■ **Records from a point labeling set**:
· · · ·

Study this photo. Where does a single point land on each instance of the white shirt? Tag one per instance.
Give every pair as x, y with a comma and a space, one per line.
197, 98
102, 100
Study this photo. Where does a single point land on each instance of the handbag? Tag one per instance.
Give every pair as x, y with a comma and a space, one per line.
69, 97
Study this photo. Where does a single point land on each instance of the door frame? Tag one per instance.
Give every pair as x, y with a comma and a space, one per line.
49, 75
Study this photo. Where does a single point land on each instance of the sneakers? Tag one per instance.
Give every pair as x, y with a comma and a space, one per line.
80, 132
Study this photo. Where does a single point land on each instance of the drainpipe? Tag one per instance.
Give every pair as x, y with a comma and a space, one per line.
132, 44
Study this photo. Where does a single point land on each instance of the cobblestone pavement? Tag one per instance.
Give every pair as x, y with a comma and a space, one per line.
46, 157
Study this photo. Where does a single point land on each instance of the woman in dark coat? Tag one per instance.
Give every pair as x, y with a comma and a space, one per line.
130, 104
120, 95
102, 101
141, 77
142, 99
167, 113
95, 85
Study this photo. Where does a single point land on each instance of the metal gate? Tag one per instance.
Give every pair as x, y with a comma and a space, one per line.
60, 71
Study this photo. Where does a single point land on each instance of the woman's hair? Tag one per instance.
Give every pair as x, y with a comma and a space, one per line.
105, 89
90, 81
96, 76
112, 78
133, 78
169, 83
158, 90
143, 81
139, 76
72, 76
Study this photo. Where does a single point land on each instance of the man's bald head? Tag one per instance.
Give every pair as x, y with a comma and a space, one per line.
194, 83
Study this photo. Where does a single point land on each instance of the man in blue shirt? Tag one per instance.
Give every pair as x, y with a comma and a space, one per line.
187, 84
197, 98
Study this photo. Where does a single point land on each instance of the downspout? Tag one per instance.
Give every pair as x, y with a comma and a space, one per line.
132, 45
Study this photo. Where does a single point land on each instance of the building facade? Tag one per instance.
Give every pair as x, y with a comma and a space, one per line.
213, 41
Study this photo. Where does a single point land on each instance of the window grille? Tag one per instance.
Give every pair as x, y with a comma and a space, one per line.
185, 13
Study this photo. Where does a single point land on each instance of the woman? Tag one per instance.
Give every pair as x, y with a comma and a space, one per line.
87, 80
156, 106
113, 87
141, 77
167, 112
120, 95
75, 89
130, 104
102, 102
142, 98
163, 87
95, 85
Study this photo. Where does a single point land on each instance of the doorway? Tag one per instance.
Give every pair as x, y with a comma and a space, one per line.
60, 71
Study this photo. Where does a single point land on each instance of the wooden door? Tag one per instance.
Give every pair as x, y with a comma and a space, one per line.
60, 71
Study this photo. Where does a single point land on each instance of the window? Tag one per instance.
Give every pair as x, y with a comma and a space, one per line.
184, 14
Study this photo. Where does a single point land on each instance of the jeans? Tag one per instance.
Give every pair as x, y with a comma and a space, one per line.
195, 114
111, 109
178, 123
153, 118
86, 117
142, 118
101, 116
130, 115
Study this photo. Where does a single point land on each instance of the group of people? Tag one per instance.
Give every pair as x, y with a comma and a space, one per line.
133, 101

· · · ·

■ **Task statement**:
Retype all of the data above line for line, with no changes.

■ **Output of the exercise**:
Study this photo. Where does a single point land on each instance of the white shirt? Tag one per instance.
Give every pair as x, y with a comma and a space, one per line.
197, 98
102, 100
Study this photo. Where does a single point land on each instance of the handbag? Tag one per instance.
Give every pair as x, y with a comma and a space, one per line.
69, 97
Study this photo. Where does a single point land on each instance of the door frame? Tag one per instance.
Give every pair as x, y with a comma and a space, one per line.
49, 75
Study this photo. Where does a single point land on each instance of the sneakers? Tag one per instance.
Give every pair as x, y with a comma and a space, one per line.
80, 132
Study this photo. Where does a single point land on each instance of the drainpipe? Tag one per instance.
Give every pair as x, y with a comma and a space, one per line.
132, 44
Study this photo. Where does a single point land on each instance of the cobblestone pavement? Tag one per instance.
Give every pair as x, y with a comma and a space, one per line.
46, 157
Study this photo. Where does a single point land on each instance of the woman in dark coat? Tag one per instance.
Give every pair as x, y with a comma and a space, one per line.
130, 104
120, 95
102, 101
141, 77
142, 99
167, 113
95, 85
Study this photo. Where does a single point land on each instance of the metal gate? Tag one per instance.
Give every pair as x, y with a comma and a space, one per line.
60, 71
Study this photo. Where does a single point land on each instance of the woman's hair? Tag one per instance.
Give every pair as x, y with a comma and a space, one per line.
105, 89
90, 81
96, 76
112, 78
133, 78
169, 83
158, 90
143, 81
139, 76
72, 76
Study this photo. Where does a single point land on each instance of the man's bald head? Tag one per instance.
Give every pair as x, y with a comma and a space, one per line.
194, 83
Study this photo. Where does a single point land on each instance of the man in blue shirt? Tag one per instance.
Give every pair as x, y with a comma and a space, one per line.
187, 84
197, 98
Study this photo. Where does a single point land on each instance of the downspout? Tag one per instance.
Give every pair as x, y with a comma and a space, one per line.
132, 45
Study this photo. Where does a single point land on each instance of the building facade? Tag one per instance.
Give every pair as x, y with a comma and a space, one per line.
213, 41
Study this photo. Where does a single point land on each instance of the window grille? Tag one per instance.
Give every pair as x, y with a comma and a space, one per line.
185, 13
Study this photo. Where does a single point land on each instance of the woman? Tag one per instance.
Give every pair as x, y with a comma and a space, one per line.
87, 80
156, 106
113, 87
141, 77
167, 112
120, 95
75, 89
130, 104
102, 102
142, 98
163, 87
95, 85
Study this photo. Where does a single point land on each instance of the doorway? Tag one per instance.
Give every pair as x, y with a comma and a space, one per line.
60, 71
Study this photo. Where does a single point land on each instance of the wooden door? Tag one per instance.
Give every pair as x, y with a comma and a space, one per line.
60, 71
Study this photo. Where does a single point land on each instance of the window? Tag one per instance.
Give every pair as x, y with a comma and a space, one per line.
184, 14
Study this photo. Where does a single point land on each instance of the jeans? Tag one per instance.
Give every pair as x, y with a comma and a space, one per line.
195, 114
111, 109
178, 123
153, 118
86, 117
142, 118
101, 116
130, 115
Study this photo. Where does a single point land on each instance of the group of people? Tag one per instance.
Give every pair as x, y with a comma and a space, one per line.
133, 101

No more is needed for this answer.